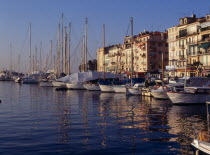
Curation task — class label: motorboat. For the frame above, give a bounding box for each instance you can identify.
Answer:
[151,80,169,99]
[112,85,126,93]
[52,81,66,87]
[99,80,115,93]
[191,101,210,154]
[126,83,144,95]
[142,87,152,97]
[83,83,101,91]
[66,83,85,90]
[22,77,38,84]
[39,79,54,87]
[14,77,22,83]
[167,87,210,104]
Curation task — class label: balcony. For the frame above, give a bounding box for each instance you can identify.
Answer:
[179,55,185,60]
[108,54,115,57]
[141,53,146,58]
[111,61,116,65]
[179,45,185,49]
[171,47,175,51]
[199,37,210,42]
[186,41,198,45]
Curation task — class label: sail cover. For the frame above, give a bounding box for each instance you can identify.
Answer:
[57,72,125,83]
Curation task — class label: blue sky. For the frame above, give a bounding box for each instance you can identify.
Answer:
[0,0,210,70]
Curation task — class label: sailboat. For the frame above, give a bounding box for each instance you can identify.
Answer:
[191,101,210,154]
[66,18,88,90]
[126,17,144,95]
[99,25,114,92]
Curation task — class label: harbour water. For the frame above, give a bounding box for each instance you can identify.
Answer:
[0,82,206,155]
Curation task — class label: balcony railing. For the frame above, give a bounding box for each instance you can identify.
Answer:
[179,45,184,49]
[199,37,210,42]
[179,55,184,60]
[171,47,175,51]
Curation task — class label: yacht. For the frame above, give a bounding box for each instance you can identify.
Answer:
[126,83,144,95]
[22,77,38,84]
[39,79,54,87]
[191,101,210,154]
[66,83,85,90]
[83,82,101,91]
[167,87,210,104]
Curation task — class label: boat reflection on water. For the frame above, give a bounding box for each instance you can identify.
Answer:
[11,86,206,154]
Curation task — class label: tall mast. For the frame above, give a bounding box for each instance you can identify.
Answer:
[29,22,32,73]
[39,42,42,72]
[61,13,63,72]
[50,40,53,69]
[34,45,38,71]
[68,23,71,74]
[57,23,61,73]
[85,18,88,72]
[10,43,13,71]
[64,27,68,74]
[82,35,85,72]
[130,17,133,84]
[102,24,106,79]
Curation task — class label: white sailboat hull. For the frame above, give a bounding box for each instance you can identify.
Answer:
[126,88,142,95]
[39,82,53,87]
[66,83,85,90]
[191,139,210,154]
[167,92,209,104]
[52,81,65,87]
[99,85,114,92]
[151,90,168,99]
[112,85,126,93]
[83,84,101,91]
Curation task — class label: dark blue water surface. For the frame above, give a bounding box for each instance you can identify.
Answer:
[0,82,206,155]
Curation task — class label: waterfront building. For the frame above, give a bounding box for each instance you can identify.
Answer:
[166,14,210,77]
[97,31,168,76]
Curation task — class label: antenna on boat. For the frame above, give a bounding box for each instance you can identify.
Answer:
[68,23,71,74]
[29,22,31,73]
[84,18,88,72]
[61,13,63,73]
[102,24,106,79]
[130,17,133,85]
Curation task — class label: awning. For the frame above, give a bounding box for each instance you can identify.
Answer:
[189,44,198,47]
[198,42,210,48]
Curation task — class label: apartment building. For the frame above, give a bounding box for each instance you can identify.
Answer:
[166,15,210,77]
[97,31,168,75]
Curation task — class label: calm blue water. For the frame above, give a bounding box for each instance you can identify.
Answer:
[0,82,206,155]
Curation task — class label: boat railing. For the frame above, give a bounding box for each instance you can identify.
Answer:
[198,131,210,143]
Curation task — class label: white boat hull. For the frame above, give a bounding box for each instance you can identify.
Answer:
[167,92,209,104]
[112,85,126,93]
[39,82,53,87]
[83,84,101,91]
[99,85,114,92]
[191,139,210,154]
[52,81,65,87]
[126,88,142,95]
[151,89,168,99]
[66,83,85,90]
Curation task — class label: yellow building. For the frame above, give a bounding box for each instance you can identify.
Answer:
[97,31,168,75]
[166,15,210,77]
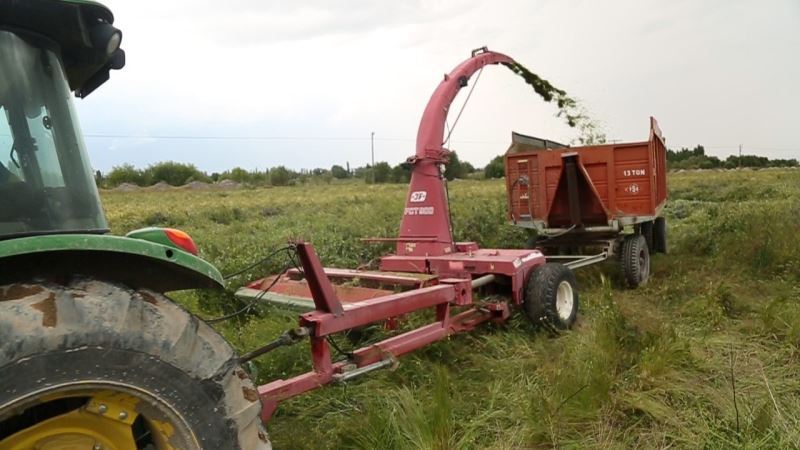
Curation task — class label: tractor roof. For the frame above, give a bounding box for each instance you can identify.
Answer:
[0,0,125,97]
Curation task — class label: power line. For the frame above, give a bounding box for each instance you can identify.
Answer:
[83,133,507,144]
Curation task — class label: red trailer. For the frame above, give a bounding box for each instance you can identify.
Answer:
[505,117,667,286]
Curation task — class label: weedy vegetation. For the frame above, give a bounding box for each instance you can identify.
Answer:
[103,169,800,449]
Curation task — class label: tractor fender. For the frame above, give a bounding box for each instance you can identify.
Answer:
[0,234,225,293]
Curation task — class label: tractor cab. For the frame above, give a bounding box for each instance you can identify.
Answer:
[0,0,124,239]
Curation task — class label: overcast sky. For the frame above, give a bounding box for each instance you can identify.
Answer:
[76,0,800,171]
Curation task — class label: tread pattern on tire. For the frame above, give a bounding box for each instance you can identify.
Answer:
[620,234,650,288]
[0,279,271,450]
[524,263,578,329]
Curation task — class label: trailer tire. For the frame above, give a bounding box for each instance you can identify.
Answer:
[620,234,650,288]
[523,263,579,330]
[0,279,271,450]
[653,217,667,254]
[639,221,656,253]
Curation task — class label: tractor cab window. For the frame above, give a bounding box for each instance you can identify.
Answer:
[0,30,107,239]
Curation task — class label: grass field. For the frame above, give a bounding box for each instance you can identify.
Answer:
[103,170,800,449]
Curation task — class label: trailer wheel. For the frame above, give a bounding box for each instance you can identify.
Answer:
[620,234,650,288]
[638,222,655,253]
[524,263,578,329]
[0,280,270,450]
[653,217,667,254]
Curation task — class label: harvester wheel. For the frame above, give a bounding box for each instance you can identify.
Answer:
[620,234,650,288]
[524,263,578,329]
[0,280,270,450]
[639,222,656,253]
[653,217,667,254]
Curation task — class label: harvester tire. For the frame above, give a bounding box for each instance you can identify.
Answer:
[523,263,578,330]
[0,279,271,450]
[653,217,667,254]
[620,234,650,288]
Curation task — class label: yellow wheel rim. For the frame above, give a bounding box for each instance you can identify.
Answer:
[0,390,175,450]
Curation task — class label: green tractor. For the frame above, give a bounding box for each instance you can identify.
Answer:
[0,0,270,450]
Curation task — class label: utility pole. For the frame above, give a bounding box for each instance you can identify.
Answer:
[369,131,375,183]
[739,144,742,169]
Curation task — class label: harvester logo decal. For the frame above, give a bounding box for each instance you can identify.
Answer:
[405,206,433,216]
[625,183,641,194]
[408,191,428,203]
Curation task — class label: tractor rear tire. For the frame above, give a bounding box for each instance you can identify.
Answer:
[653,217,667,254]
[0,279,271,450]
[620,234,650,288]
[523,263,578,330]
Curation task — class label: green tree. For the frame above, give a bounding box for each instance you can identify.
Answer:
[392,162,413,183]
[444,152,464,180]
[483,155,506,178]
[372,161,392,183]
[144,161,210,186]
[106,163,147,187]
[269,166,291,186]
[331,165,350,180]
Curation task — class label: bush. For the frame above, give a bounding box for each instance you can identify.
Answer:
[269,166,291,186]
[144,161,211,186]
[483,155,506,178]
[105,163,146,187]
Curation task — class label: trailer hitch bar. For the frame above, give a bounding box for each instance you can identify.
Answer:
[333,354,398,383]
[239,327,311,364]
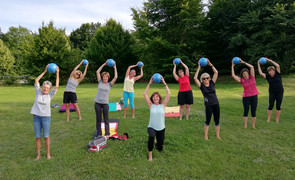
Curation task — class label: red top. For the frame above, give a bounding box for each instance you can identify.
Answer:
[178,74,192,92]
[241,75,259,97]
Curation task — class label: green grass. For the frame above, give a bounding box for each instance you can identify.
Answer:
[0,75,295,179]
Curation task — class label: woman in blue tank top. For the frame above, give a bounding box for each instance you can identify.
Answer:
[143,77,171,161]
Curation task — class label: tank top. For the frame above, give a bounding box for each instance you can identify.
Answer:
[123,76,134,92]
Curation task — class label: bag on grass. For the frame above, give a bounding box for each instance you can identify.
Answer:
[87,136,107,152]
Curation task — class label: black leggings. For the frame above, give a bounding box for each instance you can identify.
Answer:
[268,91,284,110]
[205,104,220,126]
[148,127,165,151]
[94,103,110,136]
[243,95,258,117]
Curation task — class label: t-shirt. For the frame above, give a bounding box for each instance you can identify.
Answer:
[148,104,165,131]
[200,80,218,105]
[123,76,134,92]
[94,80,112,104]
[241,75,259,97]
[66,78,79,93]
[265,71,284,92]
[178,74,192,92]
[31,83,57,117]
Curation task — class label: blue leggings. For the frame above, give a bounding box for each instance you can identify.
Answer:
[123,91,134,108]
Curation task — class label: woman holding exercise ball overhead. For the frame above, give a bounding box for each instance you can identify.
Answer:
[257,58,284,123]
[173,60,194,120]
[231,58,258,129]
[31,65,59,160]
[123,62,143,118]
[63,60,89,121]
[94,60,118,137]
[143,77,170,161]
[194,59,221,140]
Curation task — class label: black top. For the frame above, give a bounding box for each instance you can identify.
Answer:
[265,71,284,92]
[200,80,218,105]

• PROBLEM STATEMENT: Collect every line of the data above that contains the string "grass", and copy each one in full.

• ANSWER TO THE TASK:
Curation task — class label: grass field. For the frame above, give a bounding box for each instance you can identify.
Curation task — class label: green grass. For the frame above, give a bounding box for each instance you can identify.
Curation task — class label: bag on grass. For the frame above, give a bounding box for each instance you can identify.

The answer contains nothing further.